Required action:
Starting with the line that mentions "Pick out each instance of the woman in", repeat each line verbatim until the entries end, both ends included.
START Extracted entries
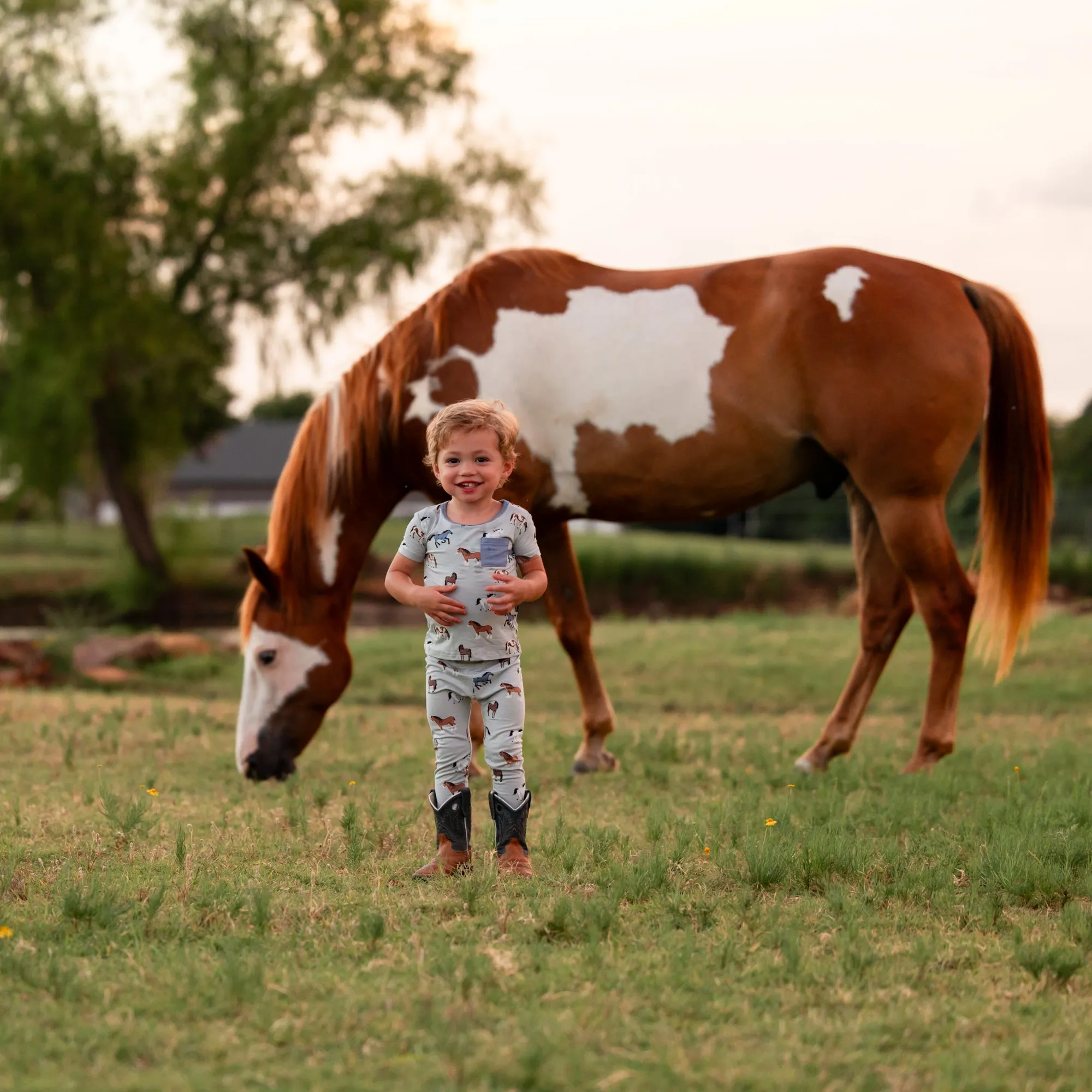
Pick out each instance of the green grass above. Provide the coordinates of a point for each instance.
(925, 933)
(637, 572)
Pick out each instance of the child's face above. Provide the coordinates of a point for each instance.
(471, 468)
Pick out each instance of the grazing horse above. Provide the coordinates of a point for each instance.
(678, 395)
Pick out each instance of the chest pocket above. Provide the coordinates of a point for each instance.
(495, 552)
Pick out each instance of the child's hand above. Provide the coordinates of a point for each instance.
(438, 604)
(514, 591)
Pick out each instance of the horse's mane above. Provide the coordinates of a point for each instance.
(362, 417)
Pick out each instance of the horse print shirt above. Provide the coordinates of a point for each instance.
(468, 555)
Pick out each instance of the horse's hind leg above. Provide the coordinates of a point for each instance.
(568, 610)
(917, 535)
(886, 608)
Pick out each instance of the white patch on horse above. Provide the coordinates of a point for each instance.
(612, 360)
(267, 689)
(423, 408)
(841, 289)
(336, 436)
(328, 547)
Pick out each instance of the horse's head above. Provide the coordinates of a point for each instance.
(296, 664)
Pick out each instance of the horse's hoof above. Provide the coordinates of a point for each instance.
(601, 762)
(927, 759)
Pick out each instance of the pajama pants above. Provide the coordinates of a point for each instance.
(497, 685)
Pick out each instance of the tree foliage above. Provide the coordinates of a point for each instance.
(126, 258)
(283, 407)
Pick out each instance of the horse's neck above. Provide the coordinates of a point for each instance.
(361, 523)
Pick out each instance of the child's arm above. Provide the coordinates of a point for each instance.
(517, 590)
(435, 602)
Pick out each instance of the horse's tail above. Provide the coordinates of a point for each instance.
(1015, 474)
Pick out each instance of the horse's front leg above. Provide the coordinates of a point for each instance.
(478, 739)
(568, 610)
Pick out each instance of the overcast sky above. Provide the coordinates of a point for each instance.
(680, 133)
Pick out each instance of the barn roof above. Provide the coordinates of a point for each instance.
(252, 455)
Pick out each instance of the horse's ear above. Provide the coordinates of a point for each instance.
(262, 573)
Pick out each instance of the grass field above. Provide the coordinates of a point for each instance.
(885, 933)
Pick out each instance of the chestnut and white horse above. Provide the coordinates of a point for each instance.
(678, 395)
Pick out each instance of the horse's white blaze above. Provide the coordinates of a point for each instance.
(612, 360)
(266, 690)
(328, 547)
(841, 289)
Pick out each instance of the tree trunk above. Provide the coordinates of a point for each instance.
(133, 511)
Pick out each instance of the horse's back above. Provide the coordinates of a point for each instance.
(713, 388)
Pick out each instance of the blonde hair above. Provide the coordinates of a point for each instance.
(465, 418)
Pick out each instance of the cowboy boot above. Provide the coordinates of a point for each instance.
(453, 837)
(512, 828)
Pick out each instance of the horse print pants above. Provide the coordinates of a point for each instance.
(497, 685)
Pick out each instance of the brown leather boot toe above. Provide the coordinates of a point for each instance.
(453, 837)
(512, 828)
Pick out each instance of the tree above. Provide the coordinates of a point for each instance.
(283, 407)
(1073, 453)
(125, 259)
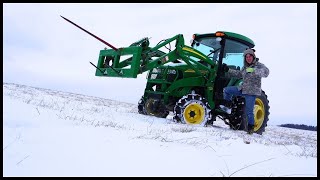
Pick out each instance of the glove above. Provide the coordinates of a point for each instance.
(249, 70)
(225, 67)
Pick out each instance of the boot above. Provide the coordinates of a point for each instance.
(226, 106)
(250, 129)
(225, 109)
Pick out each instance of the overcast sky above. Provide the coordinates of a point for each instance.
(41, 49)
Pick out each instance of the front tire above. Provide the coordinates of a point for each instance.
(192, 109)
(260, 111)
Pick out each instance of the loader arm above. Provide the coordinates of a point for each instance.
(138, 58)
(128, 62)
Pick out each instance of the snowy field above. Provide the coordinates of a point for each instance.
(53, 133)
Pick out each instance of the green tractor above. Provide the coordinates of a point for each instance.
(185, 80)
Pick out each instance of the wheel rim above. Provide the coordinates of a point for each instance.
(259, 113)
(194, 113)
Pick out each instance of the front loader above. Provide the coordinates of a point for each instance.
(185, 80)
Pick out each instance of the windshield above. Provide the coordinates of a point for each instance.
(208, 46)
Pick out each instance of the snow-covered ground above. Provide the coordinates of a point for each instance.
(53, 133)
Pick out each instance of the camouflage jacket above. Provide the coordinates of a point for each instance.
(251, 81)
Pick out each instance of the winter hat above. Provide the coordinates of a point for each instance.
(249, 51)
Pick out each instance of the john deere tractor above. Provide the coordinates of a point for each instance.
(185, 80)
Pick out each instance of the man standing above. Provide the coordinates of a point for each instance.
(251, 74)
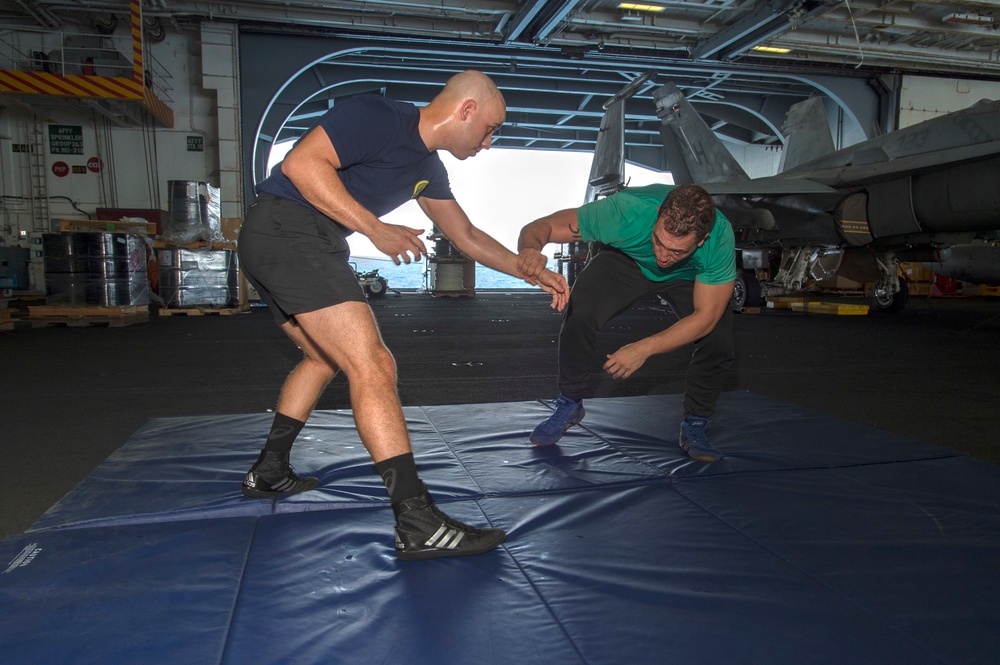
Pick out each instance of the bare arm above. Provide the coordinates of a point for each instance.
(312, 167)
(450, 218)
(710, 303)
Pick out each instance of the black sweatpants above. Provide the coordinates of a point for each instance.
(608, 286)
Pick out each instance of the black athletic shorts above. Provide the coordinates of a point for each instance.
(296, 258)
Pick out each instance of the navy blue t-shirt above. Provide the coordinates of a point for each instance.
(384, 162)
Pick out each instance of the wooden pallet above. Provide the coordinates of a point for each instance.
(106, 226)
(814, 307)
(202, 311)
(198, 244)
(40, 316)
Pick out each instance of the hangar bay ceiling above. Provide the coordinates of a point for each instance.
(741, 63)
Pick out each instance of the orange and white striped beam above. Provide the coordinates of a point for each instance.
(94, 87)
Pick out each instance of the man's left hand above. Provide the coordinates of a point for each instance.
(555, 285)
(625, 361)
(530, 263)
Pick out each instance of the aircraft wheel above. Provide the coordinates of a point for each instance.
(376, 288)
(746, 291)
(890, 303)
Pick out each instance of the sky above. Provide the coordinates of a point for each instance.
(501, 190)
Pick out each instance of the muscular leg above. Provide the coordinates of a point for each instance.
(310, 377)
(609, 284)
(346, 336)
(711, 356)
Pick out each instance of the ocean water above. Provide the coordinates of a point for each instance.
(414, 276)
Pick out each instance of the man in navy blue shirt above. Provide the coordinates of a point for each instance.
(362, 159)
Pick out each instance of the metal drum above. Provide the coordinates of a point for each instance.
(198, 277)
(452, 276)
(106, 269)
(194, 212)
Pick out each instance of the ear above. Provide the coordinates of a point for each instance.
(467, 108)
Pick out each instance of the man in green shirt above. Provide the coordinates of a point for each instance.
(660, 239)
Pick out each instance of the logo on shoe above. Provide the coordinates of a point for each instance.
(26, 556)
(279, 431)
(445, 538)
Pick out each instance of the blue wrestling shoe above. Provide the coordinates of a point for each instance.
(694, 442)
(567, 414)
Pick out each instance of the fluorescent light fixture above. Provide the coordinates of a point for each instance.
(772, 49)
(634, 7)
(972, 19)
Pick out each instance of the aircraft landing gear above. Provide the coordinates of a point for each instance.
(891, 293)
(746, 291)
(883, 300)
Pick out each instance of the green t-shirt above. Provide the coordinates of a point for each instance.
(625, 221)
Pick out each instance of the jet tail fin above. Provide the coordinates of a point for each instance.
(607, 171)
(807, 134)
(693, 151)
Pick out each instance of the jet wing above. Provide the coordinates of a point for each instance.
(767, 187)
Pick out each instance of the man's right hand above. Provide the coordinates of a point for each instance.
(400, 243)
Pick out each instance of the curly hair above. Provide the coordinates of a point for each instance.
(687, 209)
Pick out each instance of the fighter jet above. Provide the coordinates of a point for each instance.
(926, 193)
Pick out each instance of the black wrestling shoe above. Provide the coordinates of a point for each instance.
(273, 477)
(424, 532)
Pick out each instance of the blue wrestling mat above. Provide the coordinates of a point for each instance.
(814, 540)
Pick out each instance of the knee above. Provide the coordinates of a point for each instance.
(376, 364)
(319, 368)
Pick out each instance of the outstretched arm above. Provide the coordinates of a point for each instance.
(710, 303)
(312, 167)
(450, 218)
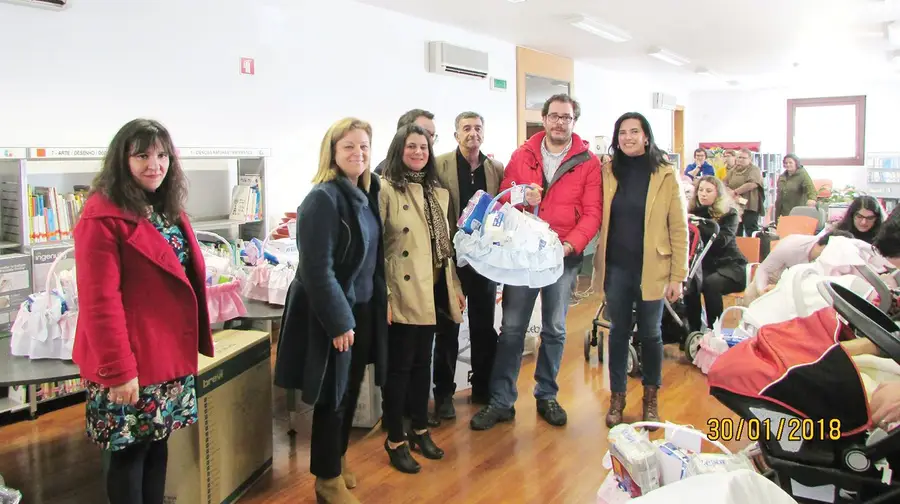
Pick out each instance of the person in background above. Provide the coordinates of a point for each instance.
(335, 314)
(143, 317)
(642, 255)
(862, 219)
(724, 267)
(887, 241)
(791, 251)
(745, 186)
(463, 172)
(563, 179)
(729, 157)
(423, 118)
(700, 167)
(421, 283)
(795, 187)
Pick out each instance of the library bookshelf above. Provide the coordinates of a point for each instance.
(44, 187)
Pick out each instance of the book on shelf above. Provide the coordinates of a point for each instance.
(246, 199)
(51, 215)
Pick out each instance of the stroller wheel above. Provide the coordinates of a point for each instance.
(633, 367)
(692, 345)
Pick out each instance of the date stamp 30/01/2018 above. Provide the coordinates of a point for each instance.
(784, 429)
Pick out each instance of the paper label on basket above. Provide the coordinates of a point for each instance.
(683, 440)
(517, 195)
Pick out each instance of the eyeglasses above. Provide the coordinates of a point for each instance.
(565, 119)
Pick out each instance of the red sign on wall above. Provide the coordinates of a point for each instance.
(248, 66)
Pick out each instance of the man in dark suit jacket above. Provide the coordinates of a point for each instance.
(423, 118)
(464, 171)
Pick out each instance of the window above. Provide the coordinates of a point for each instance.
(828, 131)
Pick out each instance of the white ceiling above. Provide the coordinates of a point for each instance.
(748, 41)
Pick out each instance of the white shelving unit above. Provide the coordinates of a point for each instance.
(883, 178)
(211, 172)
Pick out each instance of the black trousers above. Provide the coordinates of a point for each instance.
(481, 296)
(332, 423)
(409, 378)
(749, 223)
(137, 474)
(713, 287)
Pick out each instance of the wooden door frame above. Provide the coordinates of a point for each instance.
(532, 62)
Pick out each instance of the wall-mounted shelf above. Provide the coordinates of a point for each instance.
(55, 174)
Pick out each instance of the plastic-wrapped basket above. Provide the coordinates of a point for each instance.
(538, 265)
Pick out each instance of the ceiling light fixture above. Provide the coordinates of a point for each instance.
(599, 29)
(668, 56)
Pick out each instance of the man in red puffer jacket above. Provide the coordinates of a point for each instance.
(563, 176)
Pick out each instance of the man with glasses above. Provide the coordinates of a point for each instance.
(464, 171)
(563, 180)
(423, 118)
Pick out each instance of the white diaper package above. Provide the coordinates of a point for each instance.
(634, 460)
(708, 463)
(673, 462)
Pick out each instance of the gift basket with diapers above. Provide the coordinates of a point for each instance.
(507, 245)
(224, 281)
(270, 271)
(44, 327)
(677, 469)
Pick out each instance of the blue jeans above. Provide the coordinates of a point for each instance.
(518, 303)
(623, 295)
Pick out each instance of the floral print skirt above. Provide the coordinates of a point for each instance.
(160, 410)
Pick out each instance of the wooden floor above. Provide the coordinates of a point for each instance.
(526, 461)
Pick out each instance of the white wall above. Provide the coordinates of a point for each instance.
(72, 78)
(761, 116)
(605, 95)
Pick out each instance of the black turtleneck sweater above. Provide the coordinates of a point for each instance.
(625, 243)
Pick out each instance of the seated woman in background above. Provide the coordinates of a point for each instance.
(724, 267)
(795, 187)
(700, 167)
(863, 218)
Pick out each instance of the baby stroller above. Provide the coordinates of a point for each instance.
(800, 394)
(675, 327)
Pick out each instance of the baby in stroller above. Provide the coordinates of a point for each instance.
(804, 400)
(675, 327)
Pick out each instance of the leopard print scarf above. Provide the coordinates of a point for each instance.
(441, 248)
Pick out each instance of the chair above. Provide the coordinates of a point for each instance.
(796, 224)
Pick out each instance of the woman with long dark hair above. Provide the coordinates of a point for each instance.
(421, 281)
(863, 218)
(335, 314)
(641, 255)
(142, 309)
(724, 266)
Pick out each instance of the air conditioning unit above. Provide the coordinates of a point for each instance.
(664, 101)
(446, 58)
(43, 4)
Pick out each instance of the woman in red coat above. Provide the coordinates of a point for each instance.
(142, 309)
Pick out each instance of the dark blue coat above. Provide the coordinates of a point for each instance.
(319, 303)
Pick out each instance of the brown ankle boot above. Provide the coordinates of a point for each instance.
(651, 414)
(349, 477)
(616, 408)
(333, 491)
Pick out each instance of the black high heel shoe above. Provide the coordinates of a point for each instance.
END Extracted entries
Result of this task:
Pick out each instance of the woman in red coat above. Provide the coordinates of a point for each instance.
(142, 309)
Pick out each instance of the dark blue coat above. Provide the coordinates of a point for each instance.
(319, 303)
Pick out each instance of the brown ankle boot above. Provide the coordinates of a point for each instance.
(651, 414)
(349, 477)
(616, 408)
(333, 491)
Pick out each instance of the black high heel shoe above. Provide the coordinates of a point for each instance.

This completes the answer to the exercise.